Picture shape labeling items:
——————

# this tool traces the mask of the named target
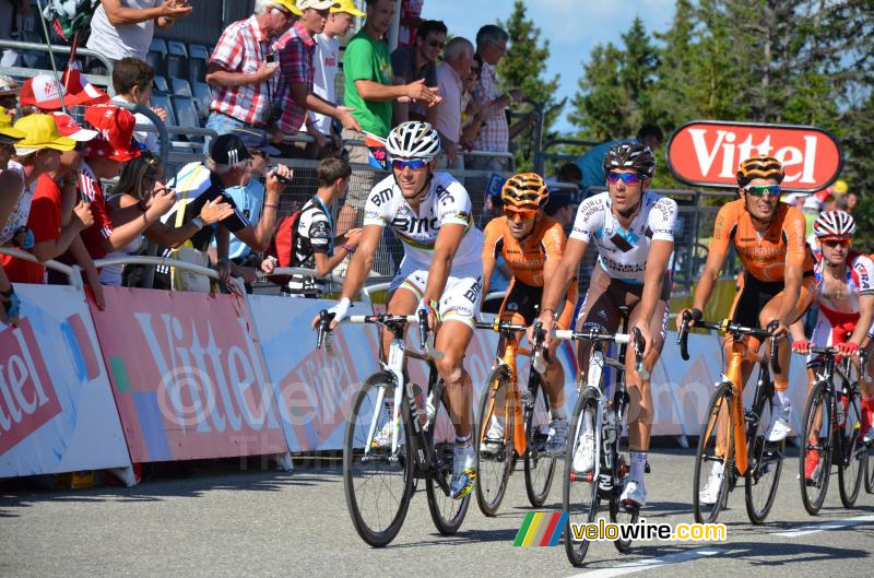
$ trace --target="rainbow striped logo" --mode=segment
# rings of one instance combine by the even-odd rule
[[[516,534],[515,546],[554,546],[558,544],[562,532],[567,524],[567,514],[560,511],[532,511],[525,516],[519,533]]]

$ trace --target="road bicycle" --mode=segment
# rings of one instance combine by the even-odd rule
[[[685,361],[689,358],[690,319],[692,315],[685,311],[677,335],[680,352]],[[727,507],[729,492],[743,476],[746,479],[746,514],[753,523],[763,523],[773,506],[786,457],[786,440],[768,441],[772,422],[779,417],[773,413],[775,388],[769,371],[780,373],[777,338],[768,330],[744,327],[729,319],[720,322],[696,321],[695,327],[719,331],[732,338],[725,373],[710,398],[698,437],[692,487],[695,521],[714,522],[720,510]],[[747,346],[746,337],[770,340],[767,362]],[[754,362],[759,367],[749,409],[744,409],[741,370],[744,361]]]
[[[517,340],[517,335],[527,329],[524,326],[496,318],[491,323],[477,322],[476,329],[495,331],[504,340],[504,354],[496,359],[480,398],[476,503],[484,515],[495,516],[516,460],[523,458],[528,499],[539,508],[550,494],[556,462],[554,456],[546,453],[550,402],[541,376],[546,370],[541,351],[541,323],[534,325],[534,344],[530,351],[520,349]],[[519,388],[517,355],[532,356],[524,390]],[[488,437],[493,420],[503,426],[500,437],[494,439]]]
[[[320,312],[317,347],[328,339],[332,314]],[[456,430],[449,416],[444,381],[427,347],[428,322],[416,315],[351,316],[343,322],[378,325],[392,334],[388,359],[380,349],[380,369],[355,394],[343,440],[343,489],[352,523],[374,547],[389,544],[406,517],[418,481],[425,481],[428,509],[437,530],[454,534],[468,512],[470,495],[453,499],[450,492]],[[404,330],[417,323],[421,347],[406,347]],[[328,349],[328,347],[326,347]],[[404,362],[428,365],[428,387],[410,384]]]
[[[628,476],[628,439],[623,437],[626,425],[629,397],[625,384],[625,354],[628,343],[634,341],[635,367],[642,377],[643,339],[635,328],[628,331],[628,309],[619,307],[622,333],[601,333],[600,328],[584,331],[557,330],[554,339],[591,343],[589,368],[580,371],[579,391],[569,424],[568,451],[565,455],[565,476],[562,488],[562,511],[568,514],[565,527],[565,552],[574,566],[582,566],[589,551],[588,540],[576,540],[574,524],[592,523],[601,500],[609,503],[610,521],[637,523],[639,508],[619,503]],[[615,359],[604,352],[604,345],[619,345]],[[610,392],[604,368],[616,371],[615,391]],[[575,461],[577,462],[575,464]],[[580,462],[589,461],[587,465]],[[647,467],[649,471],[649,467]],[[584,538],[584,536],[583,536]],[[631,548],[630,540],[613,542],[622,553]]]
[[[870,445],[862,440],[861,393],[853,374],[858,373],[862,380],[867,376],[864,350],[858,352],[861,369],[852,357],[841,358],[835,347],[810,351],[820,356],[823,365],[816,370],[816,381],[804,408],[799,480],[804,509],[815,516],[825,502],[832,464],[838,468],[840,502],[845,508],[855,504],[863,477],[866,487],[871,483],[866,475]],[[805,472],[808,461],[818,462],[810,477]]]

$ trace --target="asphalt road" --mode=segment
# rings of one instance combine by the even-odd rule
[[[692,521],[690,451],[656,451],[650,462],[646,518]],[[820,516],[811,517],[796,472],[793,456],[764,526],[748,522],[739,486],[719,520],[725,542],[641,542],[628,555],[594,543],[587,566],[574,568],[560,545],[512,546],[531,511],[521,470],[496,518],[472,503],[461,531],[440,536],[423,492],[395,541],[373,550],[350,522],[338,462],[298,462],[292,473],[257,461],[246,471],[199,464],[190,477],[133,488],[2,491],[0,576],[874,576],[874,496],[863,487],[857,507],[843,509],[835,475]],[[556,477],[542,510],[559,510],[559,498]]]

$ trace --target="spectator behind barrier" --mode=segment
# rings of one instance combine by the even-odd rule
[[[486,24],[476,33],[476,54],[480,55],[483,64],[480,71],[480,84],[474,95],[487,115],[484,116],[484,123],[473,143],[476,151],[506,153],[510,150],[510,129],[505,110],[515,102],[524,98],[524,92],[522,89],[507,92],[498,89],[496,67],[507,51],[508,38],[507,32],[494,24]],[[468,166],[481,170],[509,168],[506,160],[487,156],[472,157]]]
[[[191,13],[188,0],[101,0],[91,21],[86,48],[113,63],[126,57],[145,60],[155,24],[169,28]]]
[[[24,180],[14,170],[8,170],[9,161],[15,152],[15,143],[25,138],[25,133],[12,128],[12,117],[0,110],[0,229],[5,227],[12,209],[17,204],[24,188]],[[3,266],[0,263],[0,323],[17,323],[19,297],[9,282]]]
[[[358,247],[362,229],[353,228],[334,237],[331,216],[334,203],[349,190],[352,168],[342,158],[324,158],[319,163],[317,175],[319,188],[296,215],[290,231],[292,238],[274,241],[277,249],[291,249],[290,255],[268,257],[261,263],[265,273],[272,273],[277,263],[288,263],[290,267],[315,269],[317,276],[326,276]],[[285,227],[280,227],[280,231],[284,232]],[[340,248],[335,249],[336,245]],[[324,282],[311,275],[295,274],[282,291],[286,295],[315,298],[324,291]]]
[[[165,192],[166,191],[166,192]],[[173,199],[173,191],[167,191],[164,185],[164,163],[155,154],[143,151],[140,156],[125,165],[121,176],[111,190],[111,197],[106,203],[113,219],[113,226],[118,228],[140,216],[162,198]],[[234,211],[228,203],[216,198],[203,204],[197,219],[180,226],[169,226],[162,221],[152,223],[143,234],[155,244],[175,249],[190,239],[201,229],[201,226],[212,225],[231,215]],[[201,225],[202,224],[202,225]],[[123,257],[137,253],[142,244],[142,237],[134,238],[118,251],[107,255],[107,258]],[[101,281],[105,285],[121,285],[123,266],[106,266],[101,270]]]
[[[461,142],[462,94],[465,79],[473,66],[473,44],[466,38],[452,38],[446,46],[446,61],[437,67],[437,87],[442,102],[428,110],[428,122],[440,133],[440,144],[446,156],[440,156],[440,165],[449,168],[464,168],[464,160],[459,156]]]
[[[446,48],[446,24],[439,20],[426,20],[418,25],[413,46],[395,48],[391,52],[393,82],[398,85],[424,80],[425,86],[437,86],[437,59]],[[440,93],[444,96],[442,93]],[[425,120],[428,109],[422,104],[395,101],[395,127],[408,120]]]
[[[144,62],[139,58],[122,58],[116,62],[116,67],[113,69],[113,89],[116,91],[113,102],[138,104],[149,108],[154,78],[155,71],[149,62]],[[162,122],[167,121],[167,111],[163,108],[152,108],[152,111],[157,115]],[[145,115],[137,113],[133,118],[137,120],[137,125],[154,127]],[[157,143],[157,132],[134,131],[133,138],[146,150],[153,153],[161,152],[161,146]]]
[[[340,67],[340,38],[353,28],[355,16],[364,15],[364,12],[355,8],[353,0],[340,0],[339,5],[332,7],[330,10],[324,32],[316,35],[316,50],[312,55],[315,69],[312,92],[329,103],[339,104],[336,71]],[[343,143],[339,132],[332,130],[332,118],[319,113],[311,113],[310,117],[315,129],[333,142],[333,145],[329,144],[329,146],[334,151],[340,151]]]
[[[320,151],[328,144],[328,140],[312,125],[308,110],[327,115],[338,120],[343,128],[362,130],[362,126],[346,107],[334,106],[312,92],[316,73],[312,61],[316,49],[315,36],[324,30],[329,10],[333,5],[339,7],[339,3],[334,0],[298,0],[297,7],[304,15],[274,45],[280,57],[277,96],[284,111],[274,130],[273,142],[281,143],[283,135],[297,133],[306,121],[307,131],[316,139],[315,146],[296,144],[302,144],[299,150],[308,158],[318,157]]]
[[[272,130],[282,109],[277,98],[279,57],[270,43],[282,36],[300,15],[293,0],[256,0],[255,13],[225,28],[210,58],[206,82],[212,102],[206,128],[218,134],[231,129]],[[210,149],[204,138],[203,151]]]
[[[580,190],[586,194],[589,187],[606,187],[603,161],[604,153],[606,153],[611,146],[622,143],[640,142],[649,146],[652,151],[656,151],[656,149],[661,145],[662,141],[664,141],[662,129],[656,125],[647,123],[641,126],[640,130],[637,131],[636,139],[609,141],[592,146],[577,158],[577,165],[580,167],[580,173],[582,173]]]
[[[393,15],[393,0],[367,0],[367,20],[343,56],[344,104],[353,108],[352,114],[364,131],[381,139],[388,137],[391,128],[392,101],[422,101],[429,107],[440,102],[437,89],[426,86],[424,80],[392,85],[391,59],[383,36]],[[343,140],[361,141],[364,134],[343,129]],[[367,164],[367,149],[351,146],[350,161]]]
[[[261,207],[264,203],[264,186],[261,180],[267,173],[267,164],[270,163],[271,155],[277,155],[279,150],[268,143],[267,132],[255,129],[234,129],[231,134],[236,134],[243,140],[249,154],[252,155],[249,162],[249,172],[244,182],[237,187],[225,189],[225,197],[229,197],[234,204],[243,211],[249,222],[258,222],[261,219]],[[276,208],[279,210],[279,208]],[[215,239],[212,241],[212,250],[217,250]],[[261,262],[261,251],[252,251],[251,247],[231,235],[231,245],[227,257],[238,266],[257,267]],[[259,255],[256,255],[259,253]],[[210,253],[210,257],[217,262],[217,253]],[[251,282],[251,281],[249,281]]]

——————

### What you have to do
List every line in the items above that contains the string "segment".

### Exercise output
$ trace --target="rainbow striped logo" --mode=segment
$ trace --target="road bicycle" --mode=segment
$ trace --target="asphalt road" --mode=segment
$ trace --target="spectator behind barrier" --mode=segment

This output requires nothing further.